Items from a box labeling dataset
## Start
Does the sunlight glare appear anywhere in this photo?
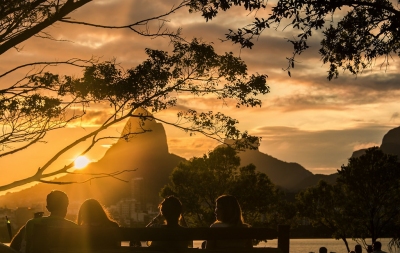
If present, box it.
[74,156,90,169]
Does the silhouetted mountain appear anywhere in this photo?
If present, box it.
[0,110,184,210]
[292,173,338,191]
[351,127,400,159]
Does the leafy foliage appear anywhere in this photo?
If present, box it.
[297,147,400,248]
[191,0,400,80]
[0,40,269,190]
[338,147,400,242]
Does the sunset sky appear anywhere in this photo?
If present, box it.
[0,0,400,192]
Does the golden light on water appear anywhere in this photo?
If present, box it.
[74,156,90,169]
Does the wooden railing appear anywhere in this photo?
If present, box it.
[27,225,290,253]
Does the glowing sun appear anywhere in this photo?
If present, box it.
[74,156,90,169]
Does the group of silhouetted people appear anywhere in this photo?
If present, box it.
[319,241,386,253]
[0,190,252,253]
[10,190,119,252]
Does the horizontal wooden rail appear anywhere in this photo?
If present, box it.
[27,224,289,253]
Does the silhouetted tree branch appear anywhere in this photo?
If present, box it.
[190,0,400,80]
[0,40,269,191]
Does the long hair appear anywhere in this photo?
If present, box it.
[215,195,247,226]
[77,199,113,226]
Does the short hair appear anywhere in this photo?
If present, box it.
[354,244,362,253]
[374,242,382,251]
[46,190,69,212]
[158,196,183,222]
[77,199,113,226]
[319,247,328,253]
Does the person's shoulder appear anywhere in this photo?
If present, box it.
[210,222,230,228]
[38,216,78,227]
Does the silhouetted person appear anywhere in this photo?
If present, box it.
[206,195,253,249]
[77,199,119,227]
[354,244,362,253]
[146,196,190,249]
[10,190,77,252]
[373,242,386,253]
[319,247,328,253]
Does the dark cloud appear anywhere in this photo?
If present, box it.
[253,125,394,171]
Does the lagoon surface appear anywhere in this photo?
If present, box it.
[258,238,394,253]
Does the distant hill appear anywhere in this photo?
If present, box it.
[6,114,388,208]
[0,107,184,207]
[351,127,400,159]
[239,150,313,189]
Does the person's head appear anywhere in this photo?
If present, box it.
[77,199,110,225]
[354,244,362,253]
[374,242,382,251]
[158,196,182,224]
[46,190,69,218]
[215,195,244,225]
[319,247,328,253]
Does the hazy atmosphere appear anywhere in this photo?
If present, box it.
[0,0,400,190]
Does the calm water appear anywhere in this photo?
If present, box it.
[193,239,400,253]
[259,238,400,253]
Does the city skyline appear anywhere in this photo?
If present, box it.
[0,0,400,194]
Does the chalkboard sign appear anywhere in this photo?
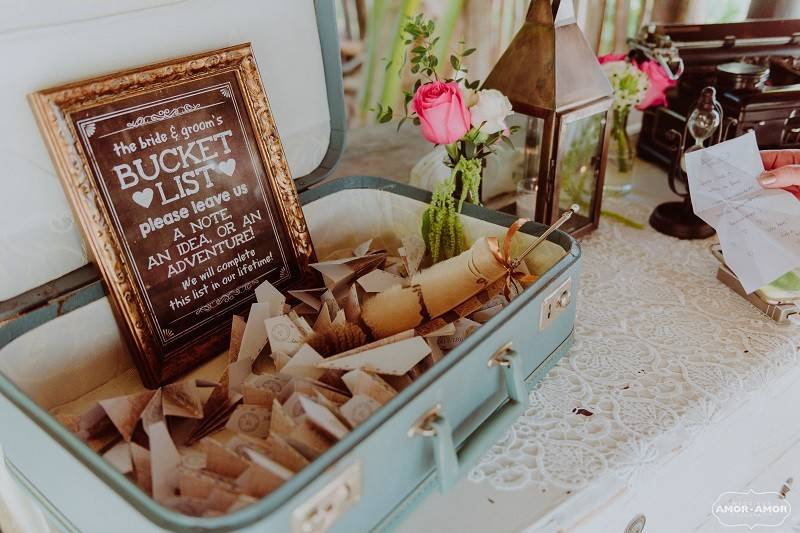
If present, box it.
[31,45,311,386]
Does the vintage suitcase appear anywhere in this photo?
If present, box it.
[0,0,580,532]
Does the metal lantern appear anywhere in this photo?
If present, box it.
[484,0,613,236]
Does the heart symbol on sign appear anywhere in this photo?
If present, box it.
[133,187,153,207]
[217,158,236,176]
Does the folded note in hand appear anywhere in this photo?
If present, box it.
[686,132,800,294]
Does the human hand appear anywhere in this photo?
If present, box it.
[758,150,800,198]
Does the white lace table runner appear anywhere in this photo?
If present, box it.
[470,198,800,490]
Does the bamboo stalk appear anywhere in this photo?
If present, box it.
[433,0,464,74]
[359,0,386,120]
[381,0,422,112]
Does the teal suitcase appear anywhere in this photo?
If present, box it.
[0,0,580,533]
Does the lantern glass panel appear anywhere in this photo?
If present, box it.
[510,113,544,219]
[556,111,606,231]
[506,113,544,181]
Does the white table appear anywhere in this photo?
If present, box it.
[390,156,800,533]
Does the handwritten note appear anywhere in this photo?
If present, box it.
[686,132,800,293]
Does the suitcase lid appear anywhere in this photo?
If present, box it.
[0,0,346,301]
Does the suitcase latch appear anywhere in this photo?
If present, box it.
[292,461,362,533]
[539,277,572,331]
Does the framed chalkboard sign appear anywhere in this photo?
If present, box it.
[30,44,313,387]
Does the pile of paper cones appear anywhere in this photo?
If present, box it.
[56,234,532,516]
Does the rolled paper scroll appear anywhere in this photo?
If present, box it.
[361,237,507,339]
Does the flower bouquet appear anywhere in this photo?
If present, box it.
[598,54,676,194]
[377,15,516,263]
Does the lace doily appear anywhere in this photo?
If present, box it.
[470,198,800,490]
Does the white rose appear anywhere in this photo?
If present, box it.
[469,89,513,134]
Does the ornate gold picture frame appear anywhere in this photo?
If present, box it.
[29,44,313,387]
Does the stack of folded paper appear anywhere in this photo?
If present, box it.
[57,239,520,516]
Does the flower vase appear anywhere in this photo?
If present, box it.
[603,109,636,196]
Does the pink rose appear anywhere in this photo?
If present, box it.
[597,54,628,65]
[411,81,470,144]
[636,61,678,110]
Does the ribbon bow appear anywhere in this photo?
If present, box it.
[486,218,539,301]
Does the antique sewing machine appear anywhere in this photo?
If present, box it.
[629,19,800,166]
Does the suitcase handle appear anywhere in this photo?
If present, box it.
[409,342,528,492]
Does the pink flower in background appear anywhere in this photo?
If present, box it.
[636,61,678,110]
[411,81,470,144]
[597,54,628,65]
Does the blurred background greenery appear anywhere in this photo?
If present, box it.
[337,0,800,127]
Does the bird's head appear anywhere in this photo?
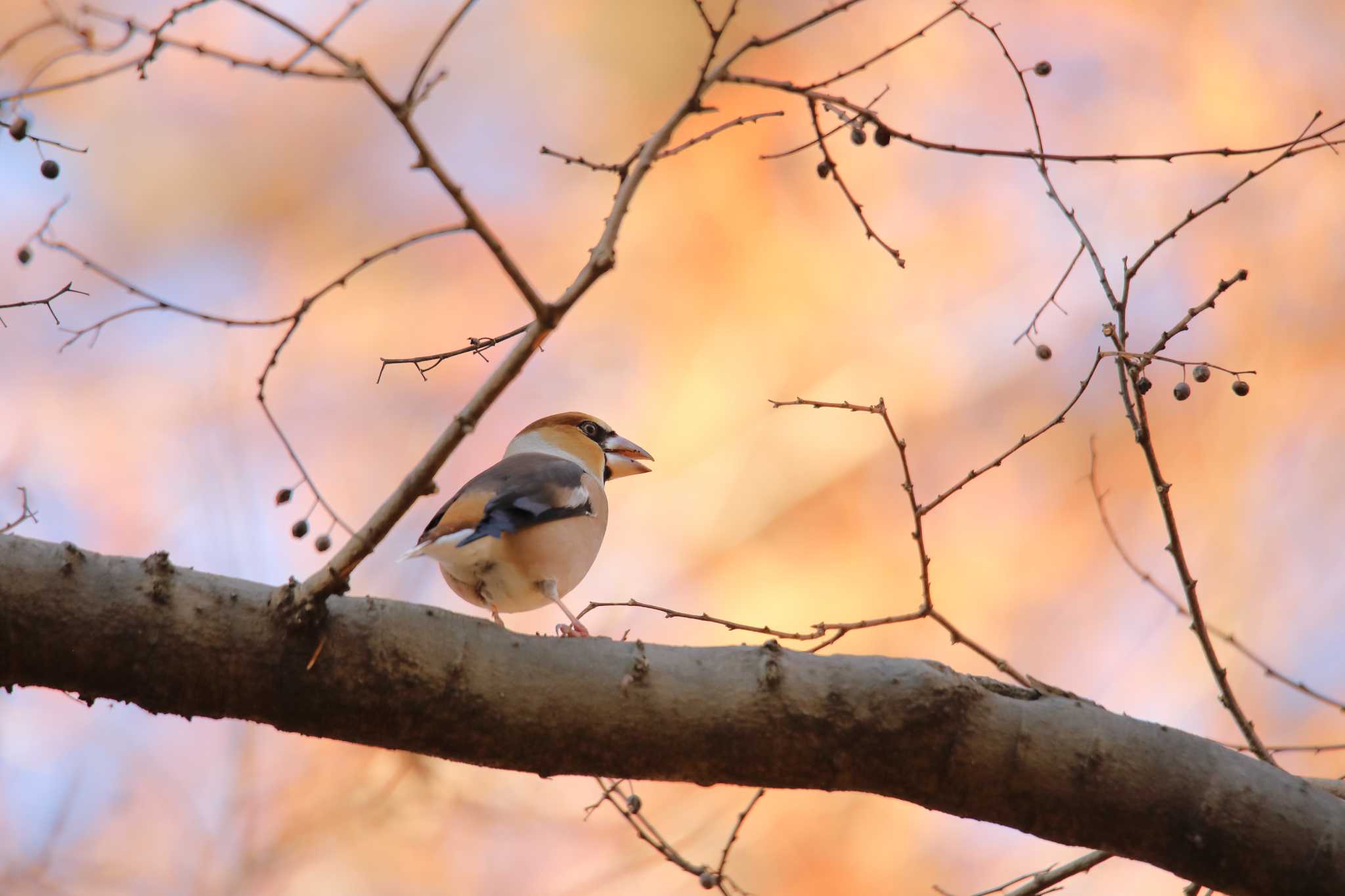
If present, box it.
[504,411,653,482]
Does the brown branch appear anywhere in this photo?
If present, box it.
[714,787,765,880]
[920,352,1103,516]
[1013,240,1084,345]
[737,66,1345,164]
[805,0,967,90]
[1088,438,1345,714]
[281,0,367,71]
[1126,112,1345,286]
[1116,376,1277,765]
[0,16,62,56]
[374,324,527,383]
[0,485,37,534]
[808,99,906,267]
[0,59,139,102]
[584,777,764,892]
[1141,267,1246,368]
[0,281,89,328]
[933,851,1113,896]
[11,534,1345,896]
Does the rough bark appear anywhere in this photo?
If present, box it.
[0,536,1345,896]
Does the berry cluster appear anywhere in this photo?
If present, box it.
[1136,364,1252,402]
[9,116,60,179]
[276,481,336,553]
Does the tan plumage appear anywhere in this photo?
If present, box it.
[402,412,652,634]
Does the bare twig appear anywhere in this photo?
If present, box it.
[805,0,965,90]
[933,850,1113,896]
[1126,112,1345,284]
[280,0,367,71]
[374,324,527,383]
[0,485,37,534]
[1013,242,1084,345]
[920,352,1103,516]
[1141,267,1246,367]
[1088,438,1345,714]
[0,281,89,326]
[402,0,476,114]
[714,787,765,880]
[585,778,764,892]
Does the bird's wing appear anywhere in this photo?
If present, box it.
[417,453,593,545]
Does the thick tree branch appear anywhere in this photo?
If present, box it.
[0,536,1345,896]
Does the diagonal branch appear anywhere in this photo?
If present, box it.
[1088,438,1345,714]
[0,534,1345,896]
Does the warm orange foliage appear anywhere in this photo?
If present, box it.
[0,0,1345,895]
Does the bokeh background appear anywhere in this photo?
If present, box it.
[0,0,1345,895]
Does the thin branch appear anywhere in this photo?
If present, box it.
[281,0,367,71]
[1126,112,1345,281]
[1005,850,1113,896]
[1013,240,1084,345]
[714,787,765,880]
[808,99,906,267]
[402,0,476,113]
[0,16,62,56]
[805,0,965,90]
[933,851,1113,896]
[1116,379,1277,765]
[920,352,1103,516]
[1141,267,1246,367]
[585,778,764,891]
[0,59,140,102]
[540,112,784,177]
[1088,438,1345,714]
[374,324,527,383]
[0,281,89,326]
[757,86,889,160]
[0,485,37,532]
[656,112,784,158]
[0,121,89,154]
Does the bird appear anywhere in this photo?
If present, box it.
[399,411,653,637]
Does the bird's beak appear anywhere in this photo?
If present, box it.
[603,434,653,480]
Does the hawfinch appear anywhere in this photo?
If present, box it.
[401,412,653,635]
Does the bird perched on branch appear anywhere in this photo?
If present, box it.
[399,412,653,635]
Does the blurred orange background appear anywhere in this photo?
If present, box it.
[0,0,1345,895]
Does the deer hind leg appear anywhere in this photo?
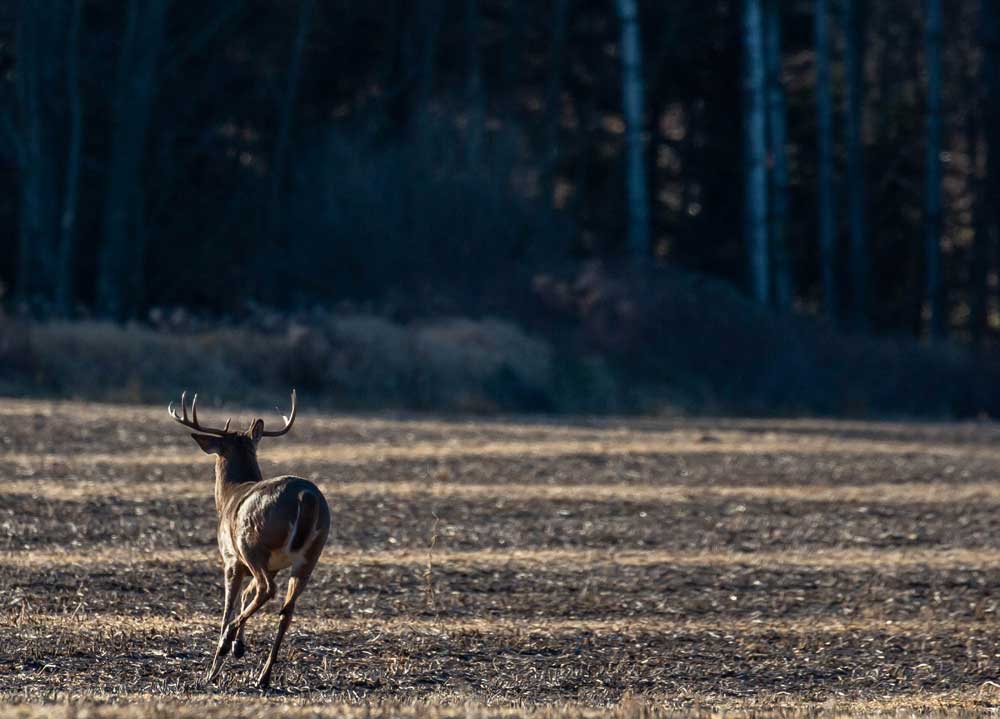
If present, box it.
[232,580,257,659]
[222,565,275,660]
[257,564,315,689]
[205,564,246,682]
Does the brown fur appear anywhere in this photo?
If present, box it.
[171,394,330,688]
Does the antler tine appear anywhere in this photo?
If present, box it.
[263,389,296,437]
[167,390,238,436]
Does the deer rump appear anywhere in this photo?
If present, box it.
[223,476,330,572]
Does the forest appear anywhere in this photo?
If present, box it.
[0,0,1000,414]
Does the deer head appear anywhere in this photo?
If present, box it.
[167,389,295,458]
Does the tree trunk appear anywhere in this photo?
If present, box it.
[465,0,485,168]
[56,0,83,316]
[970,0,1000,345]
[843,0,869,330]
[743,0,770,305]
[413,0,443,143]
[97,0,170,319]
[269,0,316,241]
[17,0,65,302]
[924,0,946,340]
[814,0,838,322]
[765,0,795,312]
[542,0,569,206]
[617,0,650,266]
## End
**Written task**. Copy out, without any change, the portion of the items that opens with the line containing "Does the brown fur" and runs to the end of the items, both ends included.

**Result**.
Does the brown fur appear anywhere in this photo?
If present, box it.
[171,394,330,688]
Does the antler tine appear anywhere in this photo?
If present, box it.
[263,389,296,437]
[167,390,238,436]
Does the deer rump appear anywhere in this photo?
If present, box it.
[223,476,330,572]
Does the forest appear anywhere in this photo?
If present, box it.
[0,0,1000,414]
Does the deer head appear anywhere in this photo?
If present, box it.
[167,389,295,458]
Does the tree trunk appear anywhere in this photo?
If present, box it.
[465,0,485,168]
[56,0,83,316]
[970,0,1000,345]
[843,0,869,330]
[743,0,770,305]
[413,0,443,143]
[97,0,170,319]
[269,0,316,241]
[17,0,65,302]
[924,0,946,340]
[814,0,838,322]
[765,0,795,312]
[542,0,569,206]
[617,0,650,266]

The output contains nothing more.